▶ [EXTRACT TO READ]:
◇ ◇ ◇

A lead is flagged needs attention when it's still open (New or Quoted), hasn't already been converted to a job, and has gone stale: a New lead with no first response logged after a few days, or a Quoted lead sitting without a decision for a couple of weeks. That's the same detector behind the Lead Pipeline tile turning Ember Red and the Pipeline overview card's follow-up line; see Lead pipeline at a glance for how it rolls up.

Inside the overlay

The overlay's eyebrow is the lead's channel (for example "Referral" or "Paid search"); its title is the contact name, or plain "Lead" if none was captured. Below that:

Headline value and status. The top row shows the Estimated value in large type ("Not stated" if none was entered) on the left, and the current status label (New, Quoted, Won, or Lost) on the right, colored to match: muted gray for New, Hard Hat Yellow for Quoted, Deere Green for Won, and a faded muted tone for Lost.

Take action. A row of buttons directly under the header. Which buttons appear depends on the lead's current status, and while a save is in flight the label reads "Take action · saving…" so you can see the click registered.

Logging a first response

The first, primary (dark-filled) button is Log first response, and it only appears on a lead that is still New and has never had a response logged. Clicking it stamps the current time as the lead's first-response timestamp, once, immediately: Verinode will never overwrite a first response that's already on record, even if you click it again or an import tries to touch it. Once you've stamped it, the button disappears from Take action and the Timeline group below shows how fast you responded, formatted in minutes, hours, or days depending on the gap between when the lead arrived and when you logged the response.

This one number is what feeds the "Unworked" flag and the response-time detail on the row: log it as soon as you make first contact, whether that's a call, a text, or an email, and the pipeline reflects reality instead of counting the lead as untouched.

Tip

There's no field for logging response by phone versus email, it's a single timestamp. If you responded by phone and nothing shows a first response yet, click Log first response the moment you hang up. Waiting until later to log it means the lead reads as unworked in the meantime, and can trip the needs-attention flag if enough time passes first.

Marking a lead Quoted

Mark quoted appears on any lead that isn't already Quoted or Won. Clicking it sets the status to Quoted, no extra fields required. Use it the moment you've priced the job and are waiting on the customer's decision; a Quoted lead that then sits too long without moving to Won or Lost is what trips the "stale quote" needs-attention flag.

Marking a lead Won and converting it to a job

Mark won appears on any lead that isn't already Won. It doesn't set the status directly, it opens a small picker underneath the buttons headed "Link this lead to the job it became (optional):"

  • The first option is Won, no job link, a dark primary button that simply sets the lead to Won without attaching anything. Use this when the job the lead became either doesn't exist in Verinode yet or isn't worth linking.
  • Below that, Verinode loads your unlinked jobs, the ones not already attributed to another lead, newest first, up to the 50 most recent. While it's loading, the picker reads "Loading jobs…". If there are none available, it reads "No unlinked jobs to choose from."
  • Each job in the list shows its label (the client name, or "Job" followed by the first part of its ID if no client name was recorded), its amount (the billed amount if the job has one, otherwise the estimated amount), and its date (completion date, or assigned date, or the date it was created, whichever is available first), formatted as YYYY-MM-DD.

◇ ◇ ◇

▶ [GIVEN ENTRIES]:
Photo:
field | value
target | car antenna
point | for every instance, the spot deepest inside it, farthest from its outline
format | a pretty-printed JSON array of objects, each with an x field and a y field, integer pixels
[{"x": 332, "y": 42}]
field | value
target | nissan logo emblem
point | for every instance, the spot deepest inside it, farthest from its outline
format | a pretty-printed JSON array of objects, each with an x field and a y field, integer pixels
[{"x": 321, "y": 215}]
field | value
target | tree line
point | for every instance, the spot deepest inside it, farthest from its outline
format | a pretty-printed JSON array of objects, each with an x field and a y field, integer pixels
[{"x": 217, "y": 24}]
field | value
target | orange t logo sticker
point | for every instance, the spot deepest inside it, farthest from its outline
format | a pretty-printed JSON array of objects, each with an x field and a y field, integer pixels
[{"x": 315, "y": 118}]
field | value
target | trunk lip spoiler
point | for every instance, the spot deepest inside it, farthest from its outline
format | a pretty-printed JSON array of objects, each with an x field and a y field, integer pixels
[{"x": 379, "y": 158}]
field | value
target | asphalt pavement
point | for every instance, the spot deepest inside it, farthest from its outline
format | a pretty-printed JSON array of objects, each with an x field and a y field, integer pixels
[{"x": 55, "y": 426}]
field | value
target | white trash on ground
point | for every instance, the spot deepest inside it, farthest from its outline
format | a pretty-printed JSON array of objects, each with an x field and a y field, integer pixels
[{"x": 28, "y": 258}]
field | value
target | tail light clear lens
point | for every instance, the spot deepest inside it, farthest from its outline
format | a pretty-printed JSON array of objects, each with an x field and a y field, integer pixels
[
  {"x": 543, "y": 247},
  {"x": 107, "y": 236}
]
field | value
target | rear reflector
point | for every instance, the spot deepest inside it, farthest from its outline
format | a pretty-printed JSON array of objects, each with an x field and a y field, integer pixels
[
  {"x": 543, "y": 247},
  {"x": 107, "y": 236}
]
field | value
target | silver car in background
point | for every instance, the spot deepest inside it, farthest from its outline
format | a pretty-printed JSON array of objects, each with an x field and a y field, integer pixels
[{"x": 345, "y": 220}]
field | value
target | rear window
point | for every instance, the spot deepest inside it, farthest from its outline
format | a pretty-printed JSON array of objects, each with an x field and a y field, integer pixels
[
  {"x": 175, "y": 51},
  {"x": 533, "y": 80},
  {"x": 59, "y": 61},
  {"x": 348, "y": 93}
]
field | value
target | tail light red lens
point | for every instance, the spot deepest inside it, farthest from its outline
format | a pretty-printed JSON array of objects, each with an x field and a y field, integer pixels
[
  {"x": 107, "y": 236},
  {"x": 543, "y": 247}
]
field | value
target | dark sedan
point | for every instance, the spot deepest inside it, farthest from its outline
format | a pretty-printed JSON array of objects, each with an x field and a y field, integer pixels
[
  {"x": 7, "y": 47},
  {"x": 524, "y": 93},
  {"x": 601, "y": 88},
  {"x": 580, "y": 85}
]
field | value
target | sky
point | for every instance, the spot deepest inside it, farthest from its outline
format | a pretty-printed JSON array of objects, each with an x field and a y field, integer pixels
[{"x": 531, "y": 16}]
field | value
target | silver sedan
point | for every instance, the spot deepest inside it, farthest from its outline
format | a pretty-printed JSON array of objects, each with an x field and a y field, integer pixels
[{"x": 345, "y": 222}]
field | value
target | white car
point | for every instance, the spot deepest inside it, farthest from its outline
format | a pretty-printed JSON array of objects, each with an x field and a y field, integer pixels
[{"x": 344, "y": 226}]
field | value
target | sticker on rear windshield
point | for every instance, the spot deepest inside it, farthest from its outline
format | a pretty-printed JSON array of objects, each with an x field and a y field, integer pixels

◇ ◇ ◇

▶ [JOBS]:
**a.** Answer these from the lead overlay guide:
(i) What color is the status label for a Quoted lead?
(ii) What does the Take action label read while a save is in flight?
(iii) At most how many unlinked jobs does the Mark won picker load?
**b.** List every status label a lead can show, according to the lead overlay guide.
Answer using only the lead overlay guide, not the items.

▶ [THE REPLIES]:
**a.**
(i) Hard Hat Yellow
(ii) "Take action · saving…"
(iii) 50

**b.** New, Quoted, Won, Lost